Task list ▸
1 - In the ACK NPU guide, which port is opened on the internal SLB instance?
2 - Pick up the ACK NPU guide after its last sentence and continue writing it.

Text segment ▸
##############################
This topic describes how to create an ACK cluster that uses neural processing unit (NPU) resources.

Prerequisites

The Container Service for Kubernetes (ACK) and Resource Access Management (RAM) services are activated.

Background information

Compared with CPUs, the main advantage provided by NPUs is fast data processing in complex algorithmic models. Different from the von Neumann architecture used by CPUs, NPUs adopt the data-driven parallel computing architecture. This architecture significantly increases computing capabilities and reduces power consumption based on data streams. NPUs are the most suitable option used to process large amounts of data, such as video and image data. Compared with CPUs, NPUs offer 100 to 1,000 times higher speeds and significantly lower power consumption.

You can create ACK clusters and use Hanguang NPU to run compute-intensive tasks such as machine learning and image processing. You can quickly deploy workloads and dynamically scale resources to meet your business requirements.

Note For more information about Hanguang NPU, visit this website.

This topic describes how to use NPU resources. In the following example, an ACK cluster is created and an ecs.ebman1.26xlarge instance is added to the cluster.

To create an ACK cluster, perform the following operations in the ACK console:
  • Create ECS instances, configure a public key to enable Secure Shell (SSH) logon from master nodes to other nodes, and then configure the ACK cluster by using cloud-init.
  • Create a security group that allows access to a Virtual Private Cloud (VPC) network over Internet Control Message Protocol (ICMP).
  • Create a VPC network and a VSwitch and create SNAT rules for the VSwitch if you do not specify an existing VPC network.
  • Add route entries to a VPC network.
  • Create a NAT gateway and an elastic IP address.
  • Create a RAM user and grant it permissions to query, create, and delete ECS instances and permissions to add and delete cloud disks. The RAM user is also granted all permissions on Server Load Balancer (SLB), Cloud Monitor, VPC, Log Service, and Network Attached Storage (NAS). The ACK cluster automatically creates SLB instances, cloud disks, and VPC route entries based on your configurations.
  • Create an internal SLB instance and open port 6443.
  • Optional:Create a public Server Load Balancer (SLB) instance and open ports 6443, 8443, and 22. If you enable SSH logon when you create the cluster, port 22 is enabled. Otherwise, port 22 is not enabled.

Limits

  • SLB instances that are created together with the ACK cluster support only the pay-as-you-go billing method.
  • ACK clusters support only VPC networks.
  • Each account can consume only a limited amount of computing resources. You fail to create clusters if you do not have sufficient computing resources. When you create clusters, make sure that you have sufficient resources.

    To increase the quota of computing resources for your account, submit a ticket.

    • You can create up to 50 clusters across regions for each account. You can deploy up to 100 nodes in each cluster. To increase the quota of clusters or nodes for your account, submit a ticket.
##############################
Data section ▸
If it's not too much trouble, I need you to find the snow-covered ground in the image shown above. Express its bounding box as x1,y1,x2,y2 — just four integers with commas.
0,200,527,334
##############################
Expected results ▸
1 - Port 6443.

2 -
      Notice By default, you can add up to 48 route entries to each VPC network in an ACK cluster. This means that you can deploy up to 48 nodes in an ACK cluster that uses Flannel. An ACK cluster that uses Terway is not subject to this limit. To increase the quota of route entries for a VPC network, submit a ticket.
    • You can create up to 100 security groups under each account.
    • You can create up to 60 pay-as-you-go SLB instances under each account.
    • You can create up to 20 EIPs under each account.
  • Limits on ECS instances:

    The pay-as-you-go and subscription billing methods are supported.

    Note After an ECS instance is created, you can change its billing method from pay-as-you-go to subscription in the ECS console. For more information, see Change the billing method of an instance from pay-as-you-go to subscription.

Create an ACK cluster with NPU resources

  1. Log on to the Container Service for Kubernetes (ACK) console.
  2. In the left-side navigation pane, click Clusters.
  3. On the Clusters page, click Create Kubernetes Cluster in the upper-right corner of the page.
  4. On the Select Cluster Template page, find Dedicated Cluster for Heterogeneous Computing and click Create to go to the Cluster Configurations wizard page.
    In this example, a dedicated heterogeneous computing cluster is created. You can also select Managed Cluster for Heterogeneous Computing in the Managed Clusters section to create a managed cluster.
    Note To create a cluster for NPU computing, select ECS instance types with NPU capabilities to create worker nodes. For more information about other parameters, see Create a cluster of ACK Managed Edition.
  5. Configure worker nodes. In this example, NPU nodes are used as worker nodes and the ecs.ebman1.26xlarg instance type is selected.
    • To create new instances, you must specify the instance family, instance type, and the number of worker nodes to be created. In this example, two NPU nodes are created and the instance type is ecs.ebman1.26xlarge.
    • To add existing instances, you must create NPU-accelerated instances in the region where you want to create the cluster in advance. For more information, see Instance families.
  6. Set the other parameters and click Create Cluster to start the deployment.
    1. Log on to the ACK console.
    2. In the left-side navigation pane, click Clusters.
    3. On the Clusters page, click the name of a cluster or click Applications in the Actions column.
    4. The Workload page appears. In the left-side navigation pane, click Nodes.
    5. On the Nodes page, find the created node and choose More > Details in the Actions column of the node. You can view the NPU devices that are attached to the node.

Set up a private image pull secret

Before you can use Docker images with NPU capabilities that are provided by Alibaba Cloud, contact Alibaba Cloud customer services to obtain an authorized Docker registry account. Download the required Docker image and set up a private image pull secret in the cluster.

  1. Log on to the ACK console.
  2. In the left-side navigation pane, click Clusters.
  3. Select the cluster that you want to manage and choose More > Open Cloud Shell in the Actions column of the cluster.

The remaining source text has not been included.